Copy out each of the following records word for word, but omit the pictures.

● **The input**
[start]
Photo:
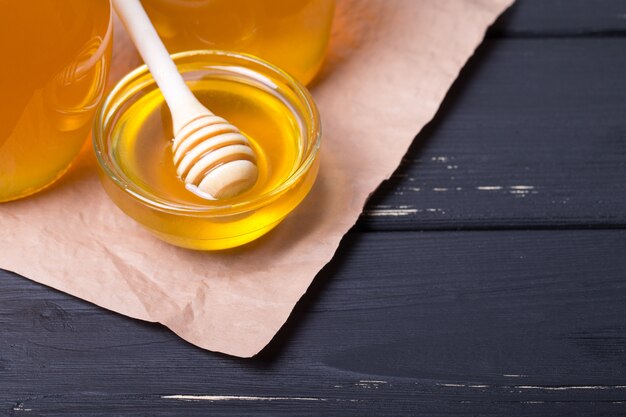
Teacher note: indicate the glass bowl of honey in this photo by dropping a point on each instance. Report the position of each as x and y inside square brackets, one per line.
[132, 137]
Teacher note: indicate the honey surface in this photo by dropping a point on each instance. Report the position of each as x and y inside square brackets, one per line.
[142, 139]
[291, 34]
[52, 76]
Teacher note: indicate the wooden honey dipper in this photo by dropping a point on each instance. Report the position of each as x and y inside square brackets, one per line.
[211, 155]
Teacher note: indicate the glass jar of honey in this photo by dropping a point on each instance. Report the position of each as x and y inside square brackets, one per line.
[55, 59]
[291, 34]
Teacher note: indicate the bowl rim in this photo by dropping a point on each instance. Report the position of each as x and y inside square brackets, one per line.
[112, 102]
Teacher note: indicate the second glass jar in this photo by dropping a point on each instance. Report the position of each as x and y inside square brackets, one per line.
[292, 34]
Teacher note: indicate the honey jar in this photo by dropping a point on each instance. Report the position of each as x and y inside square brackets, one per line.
[55, 59]
[291, 34]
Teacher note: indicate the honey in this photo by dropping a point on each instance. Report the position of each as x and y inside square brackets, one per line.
[133, 142]
[55, 58]
[143, 139]
[292, 34]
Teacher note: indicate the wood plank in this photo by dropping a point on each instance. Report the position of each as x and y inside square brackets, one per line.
[560, 18]
[445, 323]
[533, 134]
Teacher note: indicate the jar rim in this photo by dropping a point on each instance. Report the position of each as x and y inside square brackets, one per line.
[118, 95]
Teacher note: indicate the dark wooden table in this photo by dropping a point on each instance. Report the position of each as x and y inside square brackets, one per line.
[488, 276]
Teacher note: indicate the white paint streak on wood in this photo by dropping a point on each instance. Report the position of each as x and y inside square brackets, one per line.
[570, 387]
[237, 398]
[390, 212]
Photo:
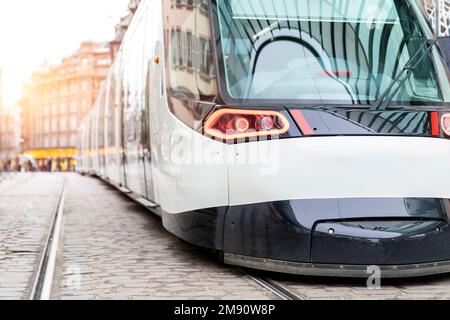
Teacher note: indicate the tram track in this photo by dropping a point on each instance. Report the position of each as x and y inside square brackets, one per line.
[275, 287]
[42, 284]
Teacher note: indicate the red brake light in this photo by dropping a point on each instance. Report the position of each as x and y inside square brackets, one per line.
[445, 124]
[231, 124]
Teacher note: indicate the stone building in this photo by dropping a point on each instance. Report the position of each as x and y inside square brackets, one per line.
[9, 137]
[55, 101]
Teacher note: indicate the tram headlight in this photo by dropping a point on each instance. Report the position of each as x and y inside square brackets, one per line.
[445, 124]
[236, 124]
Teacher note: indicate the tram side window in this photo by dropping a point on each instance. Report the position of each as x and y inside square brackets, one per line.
[133, 77]
[133, 60]
[190, 67]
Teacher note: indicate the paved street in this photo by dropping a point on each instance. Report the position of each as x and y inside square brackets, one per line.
[111, 248]
[26, 207]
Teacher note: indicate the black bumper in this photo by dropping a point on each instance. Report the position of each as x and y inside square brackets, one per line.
[338, 237]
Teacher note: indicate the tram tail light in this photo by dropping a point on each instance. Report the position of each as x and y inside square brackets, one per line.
[235, 124]
[445, 124]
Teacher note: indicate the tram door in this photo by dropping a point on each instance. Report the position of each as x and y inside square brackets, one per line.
[151, 84]
[134, 102]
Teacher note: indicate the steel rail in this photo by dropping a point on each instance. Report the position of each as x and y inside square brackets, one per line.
[43, 281]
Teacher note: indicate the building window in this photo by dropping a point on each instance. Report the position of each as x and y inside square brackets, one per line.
[73, 107]
[63, 124]
[73, 123]
[54, 125]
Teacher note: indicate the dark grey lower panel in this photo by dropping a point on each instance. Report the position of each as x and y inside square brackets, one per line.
[343, 271]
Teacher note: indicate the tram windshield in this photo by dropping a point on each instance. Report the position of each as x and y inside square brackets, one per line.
[323, 51]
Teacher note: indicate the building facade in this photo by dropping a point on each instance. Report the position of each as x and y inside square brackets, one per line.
[55, 101]
[9, 138]
[1, 89]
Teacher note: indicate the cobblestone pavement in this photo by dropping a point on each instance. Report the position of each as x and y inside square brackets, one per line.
[430, 288]
[27, 203]
[114, 249]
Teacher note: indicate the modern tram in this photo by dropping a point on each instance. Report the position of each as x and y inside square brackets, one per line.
[306, 137]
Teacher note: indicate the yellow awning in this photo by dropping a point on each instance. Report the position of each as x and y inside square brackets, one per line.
[52, 153]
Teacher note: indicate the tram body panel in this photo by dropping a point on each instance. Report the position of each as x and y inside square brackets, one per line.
[318, 168]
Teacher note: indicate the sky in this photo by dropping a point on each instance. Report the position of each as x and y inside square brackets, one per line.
[35, 31]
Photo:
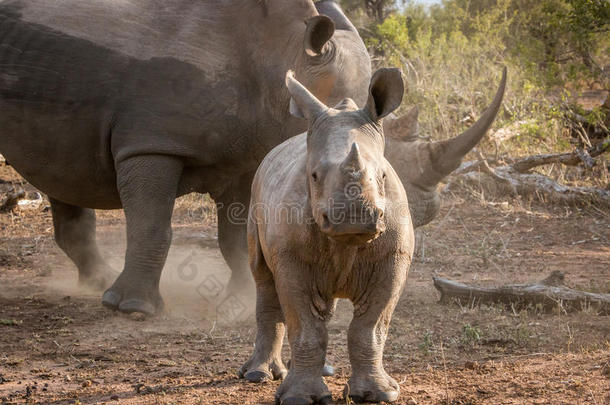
[end]
● **Solution**
Photo:
Teacher note: indicate the glass bowl of honey in this photo by dropping a point on each instance. Report the position of each as x and y inside square brackets, one per line.
[132, 137]
Teacher note: indicate the honey surface in this photo by dropping a point on each instance. Report the position of each as x and y inside square brackets, one per line.
[142, 139]
[291, 34]
[52, 76]
Teacher note: indicate the wooden honey dipper in this photo by dropping a point on each instance. Report the position of each as x and y inside square brackets, one per line.
[211, 155]
Teacher note: indicate the glass jar of honey in this photo by dropping a point on each instance. Report the position of each as x and y inside square brackets, one per line.
[55, 59]
[291, 34]
Teacher note: indicate the bowl rim in this photo by dropping a point on each instance. Report the position of each as x and y inside square brackets, one per line.
[112, 102]
Teacher note: indicate the second glass jar in this photo by dropping a point on each instance. Report the position of each as x and y inside square brackets, one per line.
[292, 34]
Teacher note: indicate the honey jar in this photo by dropping a point on each instance. Report the position of each as x and y inside square brackets, one per line.
[55, 59]
[291, 34]
Teacher note: indicate the honey in this photo by dropping a point on each instance. Report the position of each as x and y inside square brackets, one per line.
[133, 142]
[55, 58]
[143, 139]
[292, 34]
Teacher note: indicate the wood plank in this photo by dropping a point on each instance. Report the position of each as x and y inside square brackets, one per line.
[560, 18]
[445, 323]
[533, 134]
Teacher note: indicate the jar rim in this photo by dropping a point on each instance. Report the position of each as x and y inside square brackets, one per line.
[118, 95]
Teacher note: indicate the dark wooden table in this photo by dropping a point on each instance. Report the position of each as x and y inside square brackets, one per line.
[488, 276]
Teacher note: indicate the white paint streak on wood in this photo by dropping a point on each instance. Report the position of each as x and y inside square brackets, one per line.
[570, 387]
[237, 398]
[390, 212]
Photo:
Teacher note: indicate the tram track in this photo by dropping a point on each instance. Report the position of each as x and y inside square brackets, one per line.
[275, 287]
[42, 284]
Teacher note: indicate the red brake light in this photo by dropping a point on each instance. Report the position of each as x and y inside square brackets, one per line.
[445, 124]
[231, 124]
Teacher note: indicate the stone building in this photo by dropping a point on each instance. Report the position of each as x and y inside square brackets, one per line.
[9, 137]
[55, 101]
Teacher note: indicate the tram headlight in this photo by dropping a point on each instance. Report the position of each as x and y inside square brackets, one per line.
[445, 124]
[236, 124]
Teacher note: indicate the tram side window in this photo by dropping a point on each instance. Report the position of each as x and y inside square brackets, one per line.
[133, 77]
[133, 60]
[190, 67]
Teacher note: indicate the paved street in this photo by dropping a point on each instance. Report the position of each as x and y inside square brackets, one per line.
[111, 248]
[26, 207]
Teacher note: indicate the black bumper in this photo by dropping a point on each instance. Report the position of each as x and y inside square brackets, one per line.
[338, 237]
Teacher note: indicate the tram tail light in this photo by dropping a point on each instance. Report the position of each as x and y inside square brackets, one per line.
[235, 124]
[445, 124]
Teacher note: indicate the tram door in this photo by dropping a point on each instance. Report the position of each as x and y inside square brackets, one per line.
[151, 84]
[134, 102]
Teacher note: indicate the steel rail in this photo by dropping a point on each instance. Report the position of each as x and y inside square brackets, one per line.
[43, 281]
Teacher note: indicate the building window in this photo by dropping a point on each instance. Report the position of each as x and y inside square brackets, one per line.
[73, 107]
[63, 124]
[73, 123]
[54, 125]
Teacher note: indicate the dark grey lower panel in this photo by dropping a point on each instance. Report the position of each as x and y inside square brackets, one per line.
[343, 271]
Teacher note: indicate the tram windshield in this photo by dropping a point on each instance. Report the position of each as x and y inside square brackets, one per line.
[323, 51]
Teacher note: indicate the building facade in this photo by dropping a point on each instance. Report the position of each as x and y inside square brackets, one per line.
[55, 101]
[9, 138]
[1, 89]
Teacher note: indicate the cobblestone pavement in this photo by dropping a point on each instance. Report the position of each as x and y inside square brackets, one per line.
[430, 288]
[27, 203]
[114, 249]
Teacher note: indicate the modern tram in this photo by dropping a point on each instance. Report the position of each as x and y inside square brackets, one per line.
[306, 137]
Teacher note: indicate the yellow awning in this photo by dropping a point on each instance. Report the position of each as x and y inside square brackets, one per line.
[52, 153]
Teacher note: indicate the tram body panel in this photo by dropping a point on each instance. Report the position of each as x and y inside square brackets, one per line.
[318, 168]
Teacher note: indicate the sky in this photo by dropping a point on each instance. Report the position of each as x and y inside square brackets, one per line.
[35, 31]
Photo:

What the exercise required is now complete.